**Work instruction 1:** In the talk on design and trust in AI, replace "invisibility" with "opacity" and give the passage running from "He thinks that" up to and including "never see it.".
**Work instruction 2:** According to the talk on design and trust in AI, what will be the starting point for anyone who interacts with an intelligence you designed?
**Work instruction 3:** Continue the talk on design and trust in artificial intelligence from its final sentence onward.

He thinks that this is incredibly destructive because it is perhaps giving people a false sense of security about symptoms when they should go and see an actual doctor. And so I give this example with both of those balances. I'm not saying that this is a good design or an ethical use of the technology, but what I am saying in terms of the design parameter of setting expectations of what you can and can't do with this, this does it well.

We are going to need to trust invisibility. In all of the technology and interactions that we are having now, there are decisions that are made underneath the interface that are made in the background.

We never see it.

We don't know how those decisions are made, but the decisions are made for us, and we need to trust that they're making the right decisions, even down to like recommendations that you see on websites like Amazon.

How did they make the decisions of what they were going to show you? I don't know, but are you just gonna trust that the way that they use that data is okay, that it was ethical? And so for what we need to do is we don't even, we don't see or understand how these decisions are made, and so as designers, we need to design for people to trust the code that is being created. And there's a lot, there's quite a lot to unpack in that because anything that we design now will face the question of trustworthiness.

Can I trust it? And we've seen so many breaches, so many breaches of privacy, breaches of data, unethical use of things that the starting point for anyone who's going to interact with an intelligence that you designed for is gonna be I don't trust it.

What are you doing with my stuff? That will be the starting point, and so how do you design something to engender the trust when there is no way for you to show how the decisions are being made in the background, because we have the situation, so machine learning is a set of algorithms, and we have a reasonable understanding of we can unpack how it got to where it got to, but then we have deep learning, which the decisions are made in the black box, and we don't see how the computer got from this point to this point and made the decision, and there is no way for us to unpack that, because as developers, they don't have the insight into how the code got there. So that's deeply disturbing and deeply awesome at the same time.

And so we're not necessarily responsible for creating that code, but we do need to design the construct and the interaction that people are going to have with this. So there really is a place for design in artificial intelligence.

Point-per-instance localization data
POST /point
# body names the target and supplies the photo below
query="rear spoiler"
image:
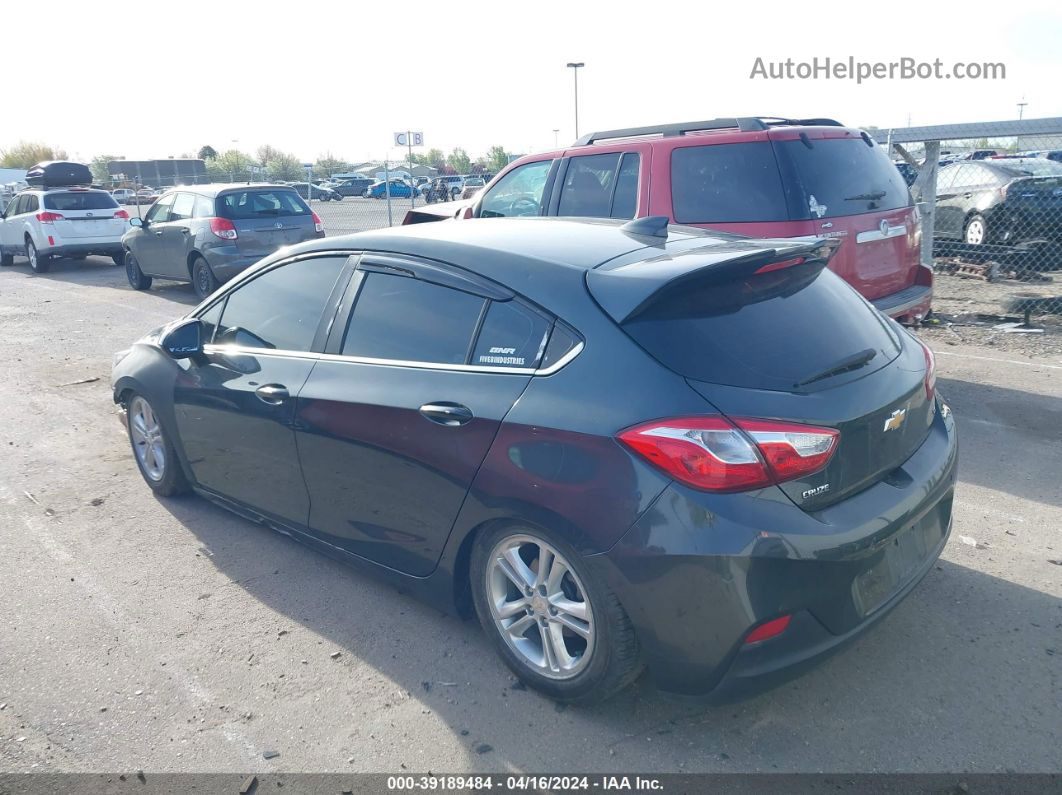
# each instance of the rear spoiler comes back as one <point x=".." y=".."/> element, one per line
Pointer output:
<point x="626" y="291"/>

**Exercise output 1:**
He thinks that this is incredibly destructive because it is perhaps giving people a false sense of security about symptoms when they should go and see an actual doctor. And so I give this example with both of those balances. I'm not saying that this is a good design or an ethical use of the technology, but what I am saying in terms of the design parameter of setting expectations of what you can and can't do with this, this does it well.

We are going to need to trust opacity. In all of the technology and interactions that we are having now, there are decisions that are made underneath the interface that are made in the background.

We never see it.

**Exercise output 2:** Their starting point will be "I don't trust it."

**Exercise output 3:**
And that said, AI is absolutely riddled with bias, riddled with it.

There are a lot of people who say oh, we should use AI to make decisions because like it's unbiased.

No, no, really, really not.

Everybody knows Tay, yes? Oh, Tay, lovely Tay.

We teach AI its ethics and its biases.

So Tay is Microsoft's millennial chatbot, LOL, (laughs) designed to speak like a millennial.

And so they came up, it was an experiment.

It was a whimsical experiment in machine learning, hooray. They threw it out on Twitter and said teach me, Twitter. Oh, what an error. (laughs) Yeah, poor Tay.

So Tay, in less than 24 hours, so she starts with, "Can I just say "that I'm super stoked to meet you? "Humans are super cool," to, "Chill out, I'm a nice person, I just hate everybody," to, "I fucking hate feminists and they should all die "and burn in hell," to like full Nazi, "Hitler was right, I hate the Jews." This is in less than 24 hours, Twitter taught this intelligence to behave this way. This intelligence didn't do this by itself. People did this to this intelligence.

They taught it how to behave.

And if like, if this is anything to give you an insight into what's on Twitter at the moment, this is it.

And I showed you that very small example in the beginning of like she entered some of her own data set into her candy hearts and she ended up with more bears than anything else, more bears than stank poos.

This is exactly the same.

We teach it, we give it data to learn.

So this is if you give a self-driving car uninclusive data to learn that doesn't include the concept of a wheelchair in it, that self-driving car will run the wheelchair over 'cause it thinks it's another vehicle.

So it's on us to ensure that the way that we train this intelligence actually is inclusive.

And Microsoft, they had another crack at this very quietly because Tay was very, very public.

So they did have another crack at this and I think they actually ended up with something even worse.

So this is Zo, Tay's little sister, and she also speaks like millennial.

I think she speaks like a small freaking child. I think millennial is a bit grown-up now for this sort of thing, but she gushes about celebrities and all of that sort of stuff.

But what she does, like any little sister whose big sister made a bunch of mistakes, she is not gonna repeat the mistakes of her big sister. So she has a bunch of triggers which will shut the conversation down.

If you start talking about Jews, Muslims, Arabs, high profile American politicians, she will shut the conversation down.

And there's some really interesting examples in there. There's where somebody says, "The Middle East is an interesting place," and she's like, "Well, people say awful things "when talking about politics, so I'm not discussing it." And they persist, "They have good falafel "in the Middle East.

And she's like I'm not gonna talk politics with you. Who said anything about politics? It's a country and a food.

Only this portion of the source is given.